- _Exercise passage_
April 10, 2011

Loving Precision

At the parish where I went for Mass this morning, I was simultaneously edified and amused by the altar servers. A team of brother and sister, self-reporting to be nine and ten years old respectively, they were, as my mother sometimes says of me, somewhat 'precise.' As I say, I was impressed and amused by the precision of their service.

I got to church before anyone else (that's how I like it) and saw that the altar sacramentary was set up on the credence, open in the Order of Mass to the beginning of the Liturgy of the Eucharist. Knowing those prayers by heart (and being in the practice of saying them in Latin anyway when there's an offertory hymn--the new translation won't bother me here!) I turned the page over to the orations for the day.

When the servers set up the altar, the kid who brought over the missal stand (with the sacramentary on it) noticed my adjustment and corrected it, turning the page back to where it was. Not wanting to dismiss his effort to correct the situation, I read the prayers from the book. A lot of ministry is hospitality, after all, and it goes both ways; being a good guest is important too.

The next funny bump in the road came at the end of Holy Communion. For the Communion procession, there were four ministers: me and an extraordinary minister with the Host and two others with the Precious Blood. Thus, when I returned to the altar after the procession, I had some work to do. I had to consume what remained of the Precious Blood from two chalices, purify them, and then combine two ciboria into one for returning the Sacrament to the tabernacle (which is some distance away in this church.) All the while I was doing this, praying quietly my Quod ore sumpsimus...the two servers stood patiently at the corner of the altar, waiting to take things away. Since they seemed eager for something to do, I re-dressed the two chalices with their purificators, and the principal one also with the paten and pall (I didn't have a veil or burse.) I didn't fold the corporal and put it on top of the pall, because the Sacrament was still resting on the altar. As I turned to take the ciborium to the tabernacle, I saw that the servers quickly took the two chalices to return them to the credence.

I figured that I would return to the altar from the tabernacle, fold the corporal, and then either leave it on the corner of the altar or return it to the credence myself on my way back to the chair for the Prayer After Communion and the end of Mass. (This happened often enough when I was a parish priest.) The servers, however, seeing me going back to the altar, jumped up and took the re-dressed chalices off the credence and brought them back to the altar, so that I could put the folded corporal on the chalice pall, como Dios manda, as they say. Then they re-removed them to the credence.

As I say, I found this all very funny, but I was edified by their attention and effort at the same time. In the practice of our faith, the boundary between loving attention to detail and scrupulosity sometimes gets very blurry. These kids were certainly on the former side, and I pray that their example keeps me there too.


Lisa Graas said...

Thank you for this, Father. ;-)

Cole Matson said...

As a novice server, this made me happy.:-)

Greg said...

Your post cried out with the humility of St. Francis ... we are fortunate that he still touches us through those, like yourself, who serve with such grace. Bless you.

- _Raw data_
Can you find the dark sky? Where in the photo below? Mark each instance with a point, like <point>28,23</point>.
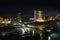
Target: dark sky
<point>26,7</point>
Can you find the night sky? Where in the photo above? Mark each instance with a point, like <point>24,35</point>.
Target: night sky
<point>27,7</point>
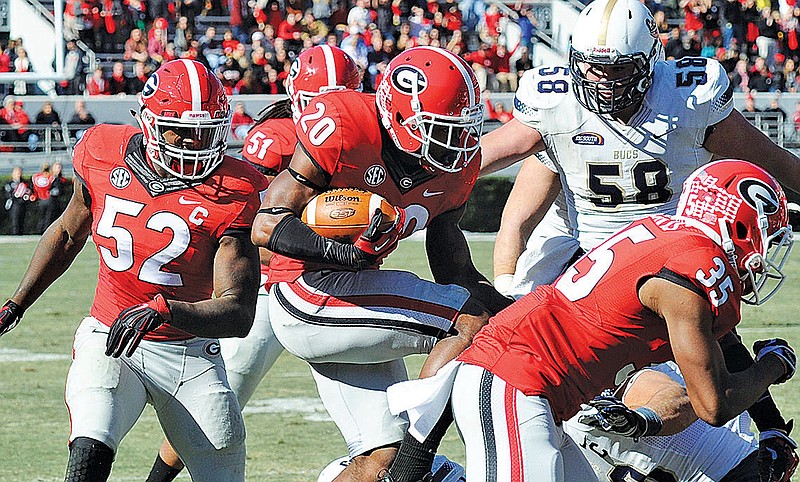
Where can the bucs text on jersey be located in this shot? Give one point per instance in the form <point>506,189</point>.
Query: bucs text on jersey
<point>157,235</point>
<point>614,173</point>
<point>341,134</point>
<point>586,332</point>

* * *

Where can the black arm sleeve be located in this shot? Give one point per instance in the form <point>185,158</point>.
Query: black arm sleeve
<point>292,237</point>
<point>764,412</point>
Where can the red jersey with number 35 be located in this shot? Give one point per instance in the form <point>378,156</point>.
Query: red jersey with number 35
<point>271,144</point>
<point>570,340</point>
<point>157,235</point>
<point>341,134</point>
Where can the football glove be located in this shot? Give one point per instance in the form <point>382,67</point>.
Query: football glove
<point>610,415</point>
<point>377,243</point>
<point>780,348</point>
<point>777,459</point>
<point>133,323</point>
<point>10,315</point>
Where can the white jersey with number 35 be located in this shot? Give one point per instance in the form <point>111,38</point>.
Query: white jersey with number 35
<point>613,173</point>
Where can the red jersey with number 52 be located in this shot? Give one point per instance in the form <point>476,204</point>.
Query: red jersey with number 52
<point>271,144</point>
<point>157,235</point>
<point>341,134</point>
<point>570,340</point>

- _Exercise directions_
Reproduce the altar servers post word for word, from "Your post cried" up to and including "grace. Bless you.". The items stand apart from the altar servers post.

- _Answer to the problem_
Your post cried out with the humility of St. Francis ... we are fortunate that he still touches us through those, like yourself, who serve with such grace. Bless you.